Saved data entries:
• • • • •

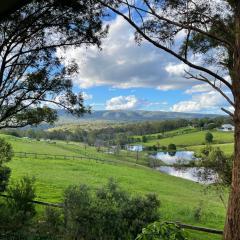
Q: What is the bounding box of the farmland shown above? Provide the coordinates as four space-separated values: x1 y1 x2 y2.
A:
135 127 234 155
0 133 229 240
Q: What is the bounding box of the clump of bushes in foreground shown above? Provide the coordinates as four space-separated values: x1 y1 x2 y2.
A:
0 178 160 239
46 178 160 239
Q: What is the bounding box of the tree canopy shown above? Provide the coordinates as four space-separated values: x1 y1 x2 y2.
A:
0 0 107 128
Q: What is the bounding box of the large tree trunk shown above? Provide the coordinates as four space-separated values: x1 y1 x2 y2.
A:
224 108 240 239
224 4 240 239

• • • • •

## [What is being asked]
Give the records again exactly as they stand, so that only the pictures are missing.

## [Answer space]
Q: What is the bounding box of the farmland shown above? Provide the coordinates as four space-separated values: x1 y1 x2 y2.
A:
135 127 234 155
0 133 229 240
Q: What is the bounding box of the clump of bushes in foreground shown above? Provide the coordinates as four space-separated values: x1 y1 x2 y2.
A:
0 178 160 239
46 178 160 239
Q: What is the bounding box of the tree canopy shown above? Provide the coordinates as four space-separated values: x1 y1 x2 y2.
A:
0 0 107 128
Q: What is the bounding box of the large tree trunk shown above? Provide the coordinates as four space-separated values: x1 y1 x2 y2.
A:
224 108 240 239
224 4 240 239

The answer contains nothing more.